● Instructions for the task
Copy the entries from the start through the line containing "top-left (64, 180), bottom-right (239, 201)", both included and with the requests kept. Shift every coordinate in the answers by adding 83, but leave the numbers in the requests and their format samples unchanged.

● Supplied records

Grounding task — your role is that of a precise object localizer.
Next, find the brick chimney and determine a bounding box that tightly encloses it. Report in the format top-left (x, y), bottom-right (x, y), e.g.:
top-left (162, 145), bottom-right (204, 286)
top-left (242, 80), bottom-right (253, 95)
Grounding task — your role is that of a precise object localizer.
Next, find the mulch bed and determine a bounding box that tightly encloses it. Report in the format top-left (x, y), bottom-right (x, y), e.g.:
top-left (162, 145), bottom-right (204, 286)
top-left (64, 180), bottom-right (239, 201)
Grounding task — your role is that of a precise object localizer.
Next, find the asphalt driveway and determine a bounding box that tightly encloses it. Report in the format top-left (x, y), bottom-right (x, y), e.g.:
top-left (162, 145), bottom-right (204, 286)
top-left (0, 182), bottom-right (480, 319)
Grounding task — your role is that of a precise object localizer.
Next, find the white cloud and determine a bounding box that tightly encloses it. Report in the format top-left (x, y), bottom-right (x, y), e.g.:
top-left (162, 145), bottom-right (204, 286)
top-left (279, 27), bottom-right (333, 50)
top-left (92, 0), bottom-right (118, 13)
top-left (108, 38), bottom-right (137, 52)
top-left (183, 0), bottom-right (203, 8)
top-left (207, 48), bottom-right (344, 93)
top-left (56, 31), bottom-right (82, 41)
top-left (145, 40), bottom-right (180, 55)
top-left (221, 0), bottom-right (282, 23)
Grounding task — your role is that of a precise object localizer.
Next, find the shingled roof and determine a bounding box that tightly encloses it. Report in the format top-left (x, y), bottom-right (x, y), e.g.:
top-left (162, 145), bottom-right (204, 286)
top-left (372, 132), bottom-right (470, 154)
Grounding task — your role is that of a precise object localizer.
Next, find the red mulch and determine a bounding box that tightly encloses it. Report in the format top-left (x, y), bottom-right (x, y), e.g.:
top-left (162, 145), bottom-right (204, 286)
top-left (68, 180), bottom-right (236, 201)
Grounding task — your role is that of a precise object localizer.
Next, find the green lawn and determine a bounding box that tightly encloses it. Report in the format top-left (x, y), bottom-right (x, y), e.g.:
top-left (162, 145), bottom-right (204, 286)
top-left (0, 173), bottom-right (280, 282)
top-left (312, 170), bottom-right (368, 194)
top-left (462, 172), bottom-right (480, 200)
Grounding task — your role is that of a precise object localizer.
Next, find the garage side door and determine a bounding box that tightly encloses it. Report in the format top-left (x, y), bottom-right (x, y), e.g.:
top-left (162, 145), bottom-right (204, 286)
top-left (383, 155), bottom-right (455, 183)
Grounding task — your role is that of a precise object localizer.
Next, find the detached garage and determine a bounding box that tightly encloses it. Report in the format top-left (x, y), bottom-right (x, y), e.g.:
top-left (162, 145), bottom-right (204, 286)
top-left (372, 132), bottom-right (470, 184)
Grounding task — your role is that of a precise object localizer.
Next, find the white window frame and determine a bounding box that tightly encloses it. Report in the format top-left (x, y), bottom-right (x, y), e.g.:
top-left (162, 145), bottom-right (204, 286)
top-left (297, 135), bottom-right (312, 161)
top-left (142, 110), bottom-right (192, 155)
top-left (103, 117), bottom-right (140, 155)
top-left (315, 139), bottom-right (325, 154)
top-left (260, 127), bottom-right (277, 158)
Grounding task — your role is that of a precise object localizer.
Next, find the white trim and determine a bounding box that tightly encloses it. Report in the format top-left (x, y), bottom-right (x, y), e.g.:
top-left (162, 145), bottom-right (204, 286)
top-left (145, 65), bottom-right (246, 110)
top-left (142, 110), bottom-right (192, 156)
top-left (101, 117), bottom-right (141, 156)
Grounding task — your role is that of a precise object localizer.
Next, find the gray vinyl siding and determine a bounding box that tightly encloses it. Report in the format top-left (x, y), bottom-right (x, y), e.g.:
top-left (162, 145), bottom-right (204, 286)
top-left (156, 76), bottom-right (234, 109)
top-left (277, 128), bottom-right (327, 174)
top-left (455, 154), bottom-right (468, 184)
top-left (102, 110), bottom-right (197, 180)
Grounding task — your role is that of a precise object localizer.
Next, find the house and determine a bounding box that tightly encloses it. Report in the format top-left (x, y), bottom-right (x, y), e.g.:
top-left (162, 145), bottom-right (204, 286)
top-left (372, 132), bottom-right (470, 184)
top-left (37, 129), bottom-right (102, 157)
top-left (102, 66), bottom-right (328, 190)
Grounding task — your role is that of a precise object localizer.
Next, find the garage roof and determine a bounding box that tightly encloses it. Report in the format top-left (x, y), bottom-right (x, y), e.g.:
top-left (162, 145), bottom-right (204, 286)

● Task answer
Grounding task — your role is that of a precise object localizer.
Next, find the brick chimney and determine a bounding box that tightly encloses it. Report in the format top-left (x, y), bottom-right (x, y), e.g.:
top-left (162, 145), bottom-right (204, 286)
top-left (325, 163), bottom-right (336, 178)
Grounding task — your role is that of a precise object localizer.
Next, find the mulch bed and determine a bounding box that tightly encloses it. Report in the format top-left (x, y), bottom-right (x, y), e.g.:
top-left (162, 145), bottom-right (204, 286)
top-left (147, 263), bottom-right (322, 284)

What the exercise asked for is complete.